Penso logo em me defender, afinal a poesia do cotidiano já foi escrita e tenho obrigação de tentar outra coisa. Mas o puxão de orelha arde.

“Poesia do cotidiano. O que é, onde está?”

Vou aos livros: Drummond, Rubem Braga, Nelson Rodrigues; sim, mas, nas obras, como sabê-la? Seria a modulação das palavras? O humor? São as histórias, tipos imprevistos?

Drummond é o homem comum. Rubem Braga, o estilista que não tem pressa, mas nunca parece lento no espaço da crônica. Nelson Rodrigues: o épico no cotidiano.

O que têm em comum? Primeiro, a excelência da linguagem (literatura); também a originalidade e a intensidade imaginativa (Drummond publicou como crônica centenas de mini-contos); bem, como divisar, mesmo, essa tão específica poesia do cotidiano?

Não sou tão burro, só que não tenho a chave da questão. A questão! Que tal reformular: poesia “no” cotidiano?

A poesia, somente.

Volto aos livros: dentro do ônibus, Clarice Lispector descreve as peripécias de um sagüi (macaquinho) de forma tão vivaz que, de hora pra outra, somos arrebatados por um universo quase mágico, de carinho, de idealização, de imaginação: poesia. Drummond disse que sua melhor poesia virava poemas, já a melhor poesia de Rubem Braga virava crônica. Manuel Bandeira casou observação com palavras “brasileiras”, e suas crônicas, muitas vezes, rivalizam em sabor “modernista” com a poesia de Mário de Andrade. A poesia do cotidiano seria, então, apenas a poesia, a grande, a boçal poesia, descrita como “a mais difícil das artes”? (Distante de mim, portanto, escorraçado até do cotidiano.)

Mas, espera aí, não há desistir diante do primeiro estruturalista da linguagem: o que é, afinal, poesia?

Dados apresentados ->
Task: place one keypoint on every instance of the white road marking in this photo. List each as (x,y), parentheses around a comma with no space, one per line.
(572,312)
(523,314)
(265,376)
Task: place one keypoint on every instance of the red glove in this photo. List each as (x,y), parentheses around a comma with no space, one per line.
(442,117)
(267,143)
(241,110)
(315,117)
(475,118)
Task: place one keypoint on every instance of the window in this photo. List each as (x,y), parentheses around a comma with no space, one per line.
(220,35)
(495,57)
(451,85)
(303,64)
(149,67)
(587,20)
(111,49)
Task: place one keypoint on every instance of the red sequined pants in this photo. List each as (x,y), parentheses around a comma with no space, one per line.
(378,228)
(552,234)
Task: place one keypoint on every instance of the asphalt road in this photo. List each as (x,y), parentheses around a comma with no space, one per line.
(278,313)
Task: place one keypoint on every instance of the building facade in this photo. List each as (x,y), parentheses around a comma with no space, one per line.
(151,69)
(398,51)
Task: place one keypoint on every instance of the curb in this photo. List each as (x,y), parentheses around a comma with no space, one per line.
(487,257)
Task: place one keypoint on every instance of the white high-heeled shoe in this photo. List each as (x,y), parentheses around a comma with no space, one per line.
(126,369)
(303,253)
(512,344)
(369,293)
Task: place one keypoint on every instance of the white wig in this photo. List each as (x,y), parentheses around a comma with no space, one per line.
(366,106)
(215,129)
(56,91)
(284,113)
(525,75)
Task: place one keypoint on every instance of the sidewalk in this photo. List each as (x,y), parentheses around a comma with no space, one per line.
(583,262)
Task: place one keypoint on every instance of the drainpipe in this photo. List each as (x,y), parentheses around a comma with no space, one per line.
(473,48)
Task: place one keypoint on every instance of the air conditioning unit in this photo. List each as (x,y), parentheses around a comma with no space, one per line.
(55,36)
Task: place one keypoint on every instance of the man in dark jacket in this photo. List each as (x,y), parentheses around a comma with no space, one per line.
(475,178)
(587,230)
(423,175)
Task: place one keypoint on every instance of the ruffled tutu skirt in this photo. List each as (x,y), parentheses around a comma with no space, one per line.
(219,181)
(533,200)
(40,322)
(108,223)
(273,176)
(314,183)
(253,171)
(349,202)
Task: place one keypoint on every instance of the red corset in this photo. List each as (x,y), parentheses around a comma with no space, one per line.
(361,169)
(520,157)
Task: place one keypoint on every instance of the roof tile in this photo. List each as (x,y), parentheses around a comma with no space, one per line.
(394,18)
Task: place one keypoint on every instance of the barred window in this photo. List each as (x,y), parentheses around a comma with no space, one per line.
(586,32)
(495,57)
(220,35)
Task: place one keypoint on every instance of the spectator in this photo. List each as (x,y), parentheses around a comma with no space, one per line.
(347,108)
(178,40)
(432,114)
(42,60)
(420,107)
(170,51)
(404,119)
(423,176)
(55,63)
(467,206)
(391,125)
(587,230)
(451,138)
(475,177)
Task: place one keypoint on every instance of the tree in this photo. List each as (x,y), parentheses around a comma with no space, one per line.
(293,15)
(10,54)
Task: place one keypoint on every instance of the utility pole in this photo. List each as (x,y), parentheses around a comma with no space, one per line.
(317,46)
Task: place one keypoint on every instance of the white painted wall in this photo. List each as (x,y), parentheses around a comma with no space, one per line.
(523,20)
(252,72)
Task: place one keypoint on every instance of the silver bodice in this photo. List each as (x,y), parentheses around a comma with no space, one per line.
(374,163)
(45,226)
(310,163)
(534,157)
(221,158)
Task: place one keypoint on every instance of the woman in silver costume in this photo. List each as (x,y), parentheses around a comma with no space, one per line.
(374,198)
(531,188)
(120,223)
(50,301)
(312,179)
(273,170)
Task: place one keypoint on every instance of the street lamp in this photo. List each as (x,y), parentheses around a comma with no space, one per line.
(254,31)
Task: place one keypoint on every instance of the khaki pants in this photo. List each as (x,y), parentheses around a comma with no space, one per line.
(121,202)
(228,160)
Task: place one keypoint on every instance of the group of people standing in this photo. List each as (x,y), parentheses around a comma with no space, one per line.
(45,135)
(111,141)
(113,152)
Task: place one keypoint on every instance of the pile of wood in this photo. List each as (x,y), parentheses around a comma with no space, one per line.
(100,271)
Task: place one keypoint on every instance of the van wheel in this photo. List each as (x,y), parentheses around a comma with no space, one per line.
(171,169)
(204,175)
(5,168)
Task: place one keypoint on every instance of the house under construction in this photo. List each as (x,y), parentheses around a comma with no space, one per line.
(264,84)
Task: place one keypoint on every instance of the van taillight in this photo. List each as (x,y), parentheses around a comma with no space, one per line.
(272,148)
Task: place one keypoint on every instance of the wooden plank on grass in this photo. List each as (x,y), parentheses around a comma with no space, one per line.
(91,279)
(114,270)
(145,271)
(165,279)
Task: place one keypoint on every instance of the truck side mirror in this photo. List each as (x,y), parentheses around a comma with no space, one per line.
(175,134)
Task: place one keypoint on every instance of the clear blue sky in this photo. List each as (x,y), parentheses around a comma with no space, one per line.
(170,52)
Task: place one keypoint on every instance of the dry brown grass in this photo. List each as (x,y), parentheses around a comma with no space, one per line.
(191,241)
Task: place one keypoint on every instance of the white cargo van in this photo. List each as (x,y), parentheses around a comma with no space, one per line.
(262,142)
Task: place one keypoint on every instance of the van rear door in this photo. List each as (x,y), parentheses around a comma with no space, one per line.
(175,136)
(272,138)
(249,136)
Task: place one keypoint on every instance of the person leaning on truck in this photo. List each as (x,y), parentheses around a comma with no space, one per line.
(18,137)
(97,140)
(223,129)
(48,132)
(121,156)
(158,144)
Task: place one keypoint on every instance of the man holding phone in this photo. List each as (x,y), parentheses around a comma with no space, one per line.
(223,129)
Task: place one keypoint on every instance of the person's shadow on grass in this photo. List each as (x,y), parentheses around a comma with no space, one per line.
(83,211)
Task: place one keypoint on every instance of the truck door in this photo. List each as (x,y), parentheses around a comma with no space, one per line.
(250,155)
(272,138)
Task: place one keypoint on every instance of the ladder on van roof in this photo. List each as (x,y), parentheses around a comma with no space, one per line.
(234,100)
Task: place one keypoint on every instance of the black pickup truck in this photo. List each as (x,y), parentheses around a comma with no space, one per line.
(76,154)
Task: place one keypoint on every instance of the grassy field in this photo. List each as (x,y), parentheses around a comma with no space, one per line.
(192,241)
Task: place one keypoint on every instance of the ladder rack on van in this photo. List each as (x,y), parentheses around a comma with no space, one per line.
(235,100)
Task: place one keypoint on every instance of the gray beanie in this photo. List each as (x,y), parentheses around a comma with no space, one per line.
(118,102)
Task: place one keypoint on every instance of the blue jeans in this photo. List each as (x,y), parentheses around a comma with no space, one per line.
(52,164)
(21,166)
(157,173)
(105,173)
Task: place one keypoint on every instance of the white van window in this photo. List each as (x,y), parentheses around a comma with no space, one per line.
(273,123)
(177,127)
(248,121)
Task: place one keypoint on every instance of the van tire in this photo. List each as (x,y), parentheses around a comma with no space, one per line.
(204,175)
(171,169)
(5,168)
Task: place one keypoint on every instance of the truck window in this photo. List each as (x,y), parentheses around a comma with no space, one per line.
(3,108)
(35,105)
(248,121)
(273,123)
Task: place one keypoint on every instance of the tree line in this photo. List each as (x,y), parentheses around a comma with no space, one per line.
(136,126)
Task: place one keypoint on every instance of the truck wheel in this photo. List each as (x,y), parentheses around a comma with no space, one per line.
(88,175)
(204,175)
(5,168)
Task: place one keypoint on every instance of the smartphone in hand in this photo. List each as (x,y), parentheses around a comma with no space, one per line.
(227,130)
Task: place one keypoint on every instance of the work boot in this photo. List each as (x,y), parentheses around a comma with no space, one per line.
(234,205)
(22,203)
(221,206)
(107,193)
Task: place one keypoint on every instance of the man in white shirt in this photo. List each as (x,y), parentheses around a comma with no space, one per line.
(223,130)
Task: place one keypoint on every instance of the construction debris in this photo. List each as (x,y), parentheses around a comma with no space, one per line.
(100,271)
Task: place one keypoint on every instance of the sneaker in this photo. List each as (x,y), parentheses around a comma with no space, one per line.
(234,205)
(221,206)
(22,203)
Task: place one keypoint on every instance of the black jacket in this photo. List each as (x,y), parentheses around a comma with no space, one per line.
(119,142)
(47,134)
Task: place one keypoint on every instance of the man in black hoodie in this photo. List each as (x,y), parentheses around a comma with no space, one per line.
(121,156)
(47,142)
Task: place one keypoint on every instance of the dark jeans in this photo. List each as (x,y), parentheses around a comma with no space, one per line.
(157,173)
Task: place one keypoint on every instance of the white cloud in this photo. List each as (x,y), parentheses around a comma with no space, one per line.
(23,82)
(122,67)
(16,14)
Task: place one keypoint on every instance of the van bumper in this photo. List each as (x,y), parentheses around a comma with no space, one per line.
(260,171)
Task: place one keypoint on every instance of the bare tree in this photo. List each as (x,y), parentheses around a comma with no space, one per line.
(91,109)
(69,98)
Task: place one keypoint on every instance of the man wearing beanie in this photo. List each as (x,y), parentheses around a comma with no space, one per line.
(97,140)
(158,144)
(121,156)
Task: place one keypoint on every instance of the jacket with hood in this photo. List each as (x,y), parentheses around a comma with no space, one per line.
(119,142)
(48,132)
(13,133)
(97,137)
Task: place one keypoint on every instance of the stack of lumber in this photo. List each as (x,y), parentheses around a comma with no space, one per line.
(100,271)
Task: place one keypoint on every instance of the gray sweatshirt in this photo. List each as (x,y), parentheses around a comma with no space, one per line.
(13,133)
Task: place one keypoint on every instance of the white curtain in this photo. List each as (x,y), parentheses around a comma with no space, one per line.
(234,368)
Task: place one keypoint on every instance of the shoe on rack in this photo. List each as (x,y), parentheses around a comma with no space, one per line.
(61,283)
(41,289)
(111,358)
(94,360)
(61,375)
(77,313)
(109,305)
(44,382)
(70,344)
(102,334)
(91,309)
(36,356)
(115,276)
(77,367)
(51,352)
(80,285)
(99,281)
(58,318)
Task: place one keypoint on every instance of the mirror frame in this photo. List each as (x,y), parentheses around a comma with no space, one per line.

Tarefas do exercício ->
a) Liste todos os escritores mencionados pelo nome no trecho sobre a poesia do cotidiano.
b) Por favor, filtre as linhas de dados e copie cada uma que contenha a palavra "construction", levando em conta maiúsculas e minúsculas.
O trecho sobre a poesia do cotidiano e as linhas de dados não têm relação entre si.

Respostas das tarefas ->
a)
Drummond
Rubem Braga
Nelson Rodrigues
Clarice Lispector
Manuel Bandeira
Mário de Andrade

b)
Task: place one keypoint on every instance of the house under construction in this photo. List each as (x,y), parentheses around a comma with no space, one per line.
Task: place one keypoint on every instance of the construction debris in this photo. List each as (x,y), parentheses around a comma with no space, one per line.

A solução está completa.